- What the task requires -
Will you write out all the entries below exactly?

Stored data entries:

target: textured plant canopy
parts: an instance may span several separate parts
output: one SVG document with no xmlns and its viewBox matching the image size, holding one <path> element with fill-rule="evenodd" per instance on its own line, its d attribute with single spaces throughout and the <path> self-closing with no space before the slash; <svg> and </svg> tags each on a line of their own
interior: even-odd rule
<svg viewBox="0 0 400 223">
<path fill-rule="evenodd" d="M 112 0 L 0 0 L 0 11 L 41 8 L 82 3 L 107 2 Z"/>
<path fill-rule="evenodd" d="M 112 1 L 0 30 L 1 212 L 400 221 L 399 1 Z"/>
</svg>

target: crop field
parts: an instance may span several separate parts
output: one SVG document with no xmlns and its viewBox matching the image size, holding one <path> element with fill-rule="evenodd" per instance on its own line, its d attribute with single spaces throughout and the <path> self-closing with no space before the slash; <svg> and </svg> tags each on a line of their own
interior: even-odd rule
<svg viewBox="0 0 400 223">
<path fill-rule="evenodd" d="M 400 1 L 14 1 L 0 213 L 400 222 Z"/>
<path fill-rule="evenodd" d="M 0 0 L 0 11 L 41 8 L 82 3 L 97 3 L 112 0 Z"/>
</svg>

- Written response -
target: textured plant canopy
parts: an instance may span several separate parts
output: one SVG document with no xmlns and its viewBox matching the image size, holding one <path> element with fill-rule="evenodd" per instance on its own line, its d attribute with single spaces throughout and the <path> self-closing with no space before the slash; <svg> and </svg> tags each on a line of their own
interior: even-odd rule
<svg viewBox="0 0 400 223">
<path fill-rule="evenodd" d="M 112 0 L 0 0 L 0 11 L 41 8 L 82 3 L 107 2 Z"/>
<path fill-rule="evenodd" d="M 112 1 L 0 30 L 1 212 L 400 221 L 399 1 Z"/>
</svg>

target: crop field
parts: an instance may span several separate parts
output: one SVG document with no xmlns and its viewBox matching the image size, holding one <path> element with fill-rule="evenodd" per instance on its own line, its d attribute with single spaces throughout and the <path> self-closing with no space before the slash; <svg> and </svg> tags each on a line of their own
interior: even-odd rule
<svg viewBox="0 0 400 223">
<path fill-rule="evenodd" d="M 400 1 L 14 1 L 0 213 L 400 222 Z"/>
<path fill-rule="evenodd" d="M 0 0 L 0 11 L 41 8 L 82 3 L 97 3 L 112 0 Z"/>
</svg>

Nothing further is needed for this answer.